*What is needed*: Across the records below, count every line that contains the string "blue", then report the count alone.

[Saved entries]
=== Section Start ===
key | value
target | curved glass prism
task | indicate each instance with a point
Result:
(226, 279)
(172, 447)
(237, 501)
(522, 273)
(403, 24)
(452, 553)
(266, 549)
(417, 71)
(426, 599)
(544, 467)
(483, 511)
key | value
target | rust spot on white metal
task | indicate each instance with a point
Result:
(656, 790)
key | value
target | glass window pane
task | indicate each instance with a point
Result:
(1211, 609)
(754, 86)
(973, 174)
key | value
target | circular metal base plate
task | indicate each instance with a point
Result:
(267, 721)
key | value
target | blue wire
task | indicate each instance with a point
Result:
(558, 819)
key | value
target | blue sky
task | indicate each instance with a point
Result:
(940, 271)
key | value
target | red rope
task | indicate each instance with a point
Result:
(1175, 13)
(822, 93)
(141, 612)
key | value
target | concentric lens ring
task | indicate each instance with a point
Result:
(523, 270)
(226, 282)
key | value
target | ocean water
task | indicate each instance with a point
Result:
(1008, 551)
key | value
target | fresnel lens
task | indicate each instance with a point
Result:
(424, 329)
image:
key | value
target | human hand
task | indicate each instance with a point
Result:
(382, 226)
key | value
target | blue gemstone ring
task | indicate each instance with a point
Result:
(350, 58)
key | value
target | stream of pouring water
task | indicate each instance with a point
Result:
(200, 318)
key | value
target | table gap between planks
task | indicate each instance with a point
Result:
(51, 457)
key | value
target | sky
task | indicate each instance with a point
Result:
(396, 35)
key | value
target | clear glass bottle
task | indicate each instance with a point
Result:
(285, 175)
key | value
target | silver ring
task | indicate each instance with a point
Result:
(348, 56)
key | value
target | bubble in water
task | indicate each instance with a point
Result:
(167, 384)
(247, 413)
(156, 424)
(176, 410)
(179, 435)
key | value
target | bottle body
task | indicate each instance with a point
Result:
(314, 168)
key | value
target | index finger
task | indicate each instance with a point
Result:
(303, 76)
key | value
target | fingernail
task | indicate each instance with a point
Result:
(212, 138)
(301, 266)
=== Section End ===
*Exercise answer*: 3